==== DATASET ENTRIES

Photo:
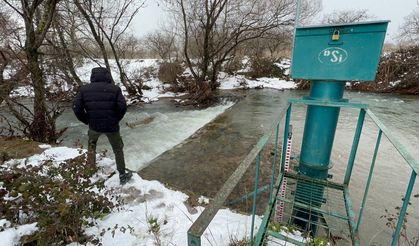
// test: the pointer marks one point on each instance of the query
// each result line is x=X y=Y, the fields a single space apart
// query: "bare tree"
x=108 y=20
x=213 y=29
x=409 y=31
x=129 y=47
x=160 y=43
x=347 y=16
x=37 y=17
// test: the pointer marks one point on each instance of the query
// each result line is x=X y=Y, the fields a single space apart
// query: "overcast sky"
x=153 y=15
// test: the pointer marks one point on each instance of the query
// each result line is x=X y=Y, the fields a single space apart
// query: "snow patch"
x=11 y=236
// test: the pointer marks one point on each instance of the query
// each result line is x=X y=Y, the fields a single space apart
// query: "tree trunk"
x=96 y=36
x=39 y=129
x=68 y=57
x=124 y=80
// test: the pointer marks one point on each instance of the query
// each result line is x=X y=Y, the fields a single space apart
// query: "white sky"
x=153 y=15
x=393 y=10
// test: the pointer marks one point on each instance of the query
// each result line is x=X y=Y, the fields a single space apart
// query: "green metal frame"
x=354 y=221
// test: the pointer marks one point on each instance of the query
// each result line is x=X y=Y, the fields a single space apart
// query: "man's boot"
x=125 y=177
x=91 y=157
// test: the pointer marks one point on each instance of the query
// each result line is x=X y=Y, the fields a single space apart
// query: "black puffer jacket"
x=100 y=104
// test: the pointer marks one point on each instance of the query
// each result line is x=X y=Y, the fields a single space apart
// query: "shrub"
x=169 y=72
x=263 y=67
x=59 y=197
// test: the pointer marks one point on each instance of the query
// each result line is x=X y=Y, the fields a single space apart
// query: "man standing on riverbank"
x=102 y=106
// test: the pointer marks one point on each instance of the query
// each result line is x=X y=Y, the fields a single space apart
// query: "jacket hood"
x=100 y=74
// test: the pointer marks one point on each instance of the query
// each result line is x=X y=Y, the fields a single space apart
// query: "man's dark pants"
x=117 y=146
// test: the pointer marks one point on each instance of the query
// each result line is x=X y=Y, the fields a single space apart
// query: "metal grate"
x=319 y=204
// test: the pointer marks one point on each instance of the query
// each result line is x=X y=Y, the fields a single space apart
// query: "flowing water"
x=203 y=162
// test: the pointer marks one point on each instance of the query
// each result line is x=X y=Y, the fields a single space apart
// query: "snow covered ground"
x=143 y=200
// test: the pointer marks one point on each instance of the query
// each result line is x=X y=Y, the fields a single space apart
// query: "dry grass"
x=13 y=147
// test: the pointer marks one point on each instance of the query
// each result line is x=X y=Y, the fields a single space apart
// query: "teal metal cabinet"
x=344 y=52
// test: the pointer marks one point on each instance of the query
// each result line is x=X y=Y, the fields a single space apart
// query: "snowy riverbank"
x=142 y=200
x=147 y=70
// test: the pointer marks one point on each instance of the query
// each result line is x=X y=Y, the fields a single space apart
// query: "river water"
x=203 y=162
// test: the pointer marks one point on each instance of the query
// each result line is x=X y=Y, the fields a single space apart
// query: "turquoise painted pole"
x=319 y=133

========

An exact copy of the entries above is required, with the pictures left out.

Photo:
// test: the pointer marks one point on each instance of the query
// each result line is x=X y=Y, the fields a single space apart
// query: "bare tree"
x=108 y=20
x=213 y=29
x=409 y=31
x=129 y=47
x=160 y=43
x=347 y=16
x=37 y=17
// test: the pointer marks one point on each instance of the query
// each result line is x=X y=Y, the fields a single space apart
// query: "overcast sky"
x=153 y=15
// test: the pointer marks one point on each instance of the query
// each result line is x=X y=Y, the fields a single space apart
// query: "snow patch"
x=11 y=236
// test: the pointer marks one point on each instance of the query
// each result line is x=X y=Y, the fields a single space apart
// query: "tree trunk"
x=96 y=36
x=39 y=129
x=68 y=57
x=124 y=80
// test: the pointer marks one point on each instance of the query
// each result line is x=X y=Y, the fields a single space apart
// query: "white sky"
x=153 y=15
x=393 y=10
// test: the pointer marks one point on each instance of the query
// each result line is x=X y=Y, the fields a single space apart
// query: "green metal frame"
x=354 y=221
// test: the pointer marks one point on each instance of the query
// each result line is x=X y=Y, the fields a single space apart
// query: "man's boot"
x=125 y=177
x=91 y=157
// test: the pointer marks one point on each instance of the query
// each result line is x=X y=Y, the fields a single space apart
// query: "black puffer jacket"
x=100 y=104
// test: the pointer marks one point on each instance of the query
// each result line is x=X y=Y, the fields a single space apart
// query: "shrub"
x=169 y=72
x=263 y=67
x=59 y=197
// test: the pointer marks one point on each instance of the query
// each result line is x=X y=Y, the fields a single space apart
// query: "man standing on riverbank"
x=102 y=106
// test: the pointer marks one point on each instance of the query
// each result line is x=X y=Y, the fields a single space apart
// query: "jacket hood"
x=100 y=74
// test: the pointer marks one point on each instance of the query
// each result line is x=X y=Y, the fields a single space apart
// query: "man's dark pants"
x=117 y=146
// test: the pointer marks one point on each instance of the query
// each result line is x=X y=Y, the fields a single space apart
// query: "metal grate"
x=319 y=204
// test: the pointer marks one point on each instance of the query
// each result line is x=X y=Y, the fields a single space apart
// query: "flowing water"
x=203 y=162
// test: the pointer marks one point on each instance of the query
// each result line is x=X y=Y, the fields a single space apart
// query: "snow covered ground"
x=143 y=200
// test: the pointer marks one point on each instance of the query
// each result line is x=X y=Y, the fields a single space apart
// query: "dry grass"
x=13 y=147
// test: the pointer marks one point on each instance of the query
// each result line is x=X y=Y, the fields a single space apart
// query: "teal metal cabinet"
x=344 y=52
// test: the pointer marks one point on each instance of the query
// each result line is x=X y=Y, the fields a single space apart
// query: "snowy riverbank"
x=142 y=200
x=147 y=70
// test: the pointer marks one point on each instance of the query
// each result line is x=X y=Y, the fields a single space apart
// query: "river water"
x=203 y=162
// test: the pointer marks one point on each instance of the query
// each result line is x=X y=Y, the fields a single space apart
// query: "turquoise painted pole"
x=319 y=133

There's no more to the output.